[Point-per-instance localization data]

──────────────────────────────

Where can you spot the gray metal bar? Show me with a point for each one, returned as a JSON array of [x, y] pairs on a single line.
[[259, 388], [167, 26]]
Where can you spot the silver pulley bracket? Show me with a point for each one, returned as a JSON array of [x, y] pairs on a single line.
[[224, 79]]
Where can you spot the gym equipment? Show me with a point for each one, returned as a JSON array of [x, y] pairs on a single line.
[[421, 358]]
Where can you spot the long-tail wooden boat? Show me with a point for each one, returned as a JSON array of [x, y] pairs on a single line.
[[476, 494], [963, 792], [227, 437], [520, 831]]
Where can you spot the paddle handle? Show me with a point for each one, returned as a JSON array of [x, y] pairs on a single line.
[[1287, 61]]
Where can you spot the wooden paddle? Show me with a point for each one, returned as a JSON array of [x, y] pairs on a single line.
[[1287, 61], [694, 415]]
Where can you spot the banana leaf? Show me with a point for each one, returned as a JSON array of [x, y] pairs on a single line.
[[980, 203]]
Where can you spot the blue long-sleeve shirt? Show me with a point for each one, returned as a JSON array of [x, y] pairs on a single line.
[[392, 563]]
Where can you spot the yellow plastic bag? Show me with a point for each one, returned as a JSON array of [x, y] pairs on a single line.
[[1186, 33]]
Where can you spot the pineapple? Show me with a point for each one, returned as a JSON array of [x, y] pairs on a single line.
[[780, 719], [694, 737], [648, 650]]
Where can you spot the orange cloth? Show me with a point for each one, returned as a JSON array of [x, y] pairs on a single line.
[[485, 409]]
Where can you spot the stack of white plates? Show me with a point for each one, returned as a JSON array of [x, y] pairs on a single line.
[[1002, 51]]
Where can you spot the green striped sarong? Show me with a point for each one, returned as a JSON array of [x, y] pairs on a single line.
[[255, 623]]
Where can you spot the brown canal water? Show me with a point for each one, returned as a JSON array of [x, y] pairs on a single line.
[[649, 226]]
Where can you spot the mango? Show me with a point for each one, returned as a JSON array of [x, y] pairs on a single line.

──────────────────────────────

**PROBLEM DETAILS**: The answer should be the complete set of records, printed exactly.

**EXPECTED OUTPUT**:
Where can you spot the gray metal bar? Show me with a point for each one, returned as a JSON array of [x, y] pairs on a single line.
[[259, 388], [167, 26]]
Where can you spot the silver pulley bracket? Show me with a point for each one, returned as a JSON array of [x, y] pairs on a single line.
[[224, 79]]
Where can you spot the gym equipment? Show me with a point for each one, returned as a JSON array of [x, y] pairs on a single line.
[[421, 358]]
Where can you spot the long-tail wooden boat? Show me with a point for each one, returned as a JSON array of [x, y] pairs on a single line.
[[476, 494], [963, 792], [227, 437], [520, 831]]
Where can you spot the paddle handle? Show me with a point for each one, returned as a JSON array of [x, y] pairs on a single line.
[[1287, 61]]
Where can you spot the wooden paddle? Show me with a point for each one, returned as a JSON array of [x, y] pairs on a single line.
[[1287, 61], [694, 415]]
Where can you spot the banana leaf? Show me with a point for each one, returned as a JSON array of [x, y] pairs on a single line.
[[980, 203]]
Where can you spot the blue long-sleeve shirt? Show me with a point for each one, returned as a JSON array of [x, y] pairs on a single line.
[[392, 563]]
Where can you spot the yellow plastic bag? Show me with a point for each one, returned as a JSON array of [x, y] pairs on a single line.
[[1186, 33]]
Where can you spot the pineapple? Show me with a point for each one, returned as a JSON array of [x, y] pairs on a single line.
[[780, 719], [694, 737], [648, 650]]
Where can you spot the orange cloth? Show me with a point for each one, returned as a JSON array of [x, y] pairs on a single line.
[[485, 409]]
Where can you spot the stack of white plates? Show me with a point for each one, returned as a JSON array of [x, y] pairs on a single line.
[[1002, 51]]
Where can you spot the green striped sarong? Show me with a point for each one, returned as a JSON array of [x, y] pairs on a single line.
[[255, 623]]
Where can you spot the brown canal water? Show me with a point for each one, returned as a JSON array of [x, y] pairs on a single line.
[[649, 226]]
Where can you spot the mango? Show me with a point for each one, returned as a JSON array of [x, y] pairs on a single line.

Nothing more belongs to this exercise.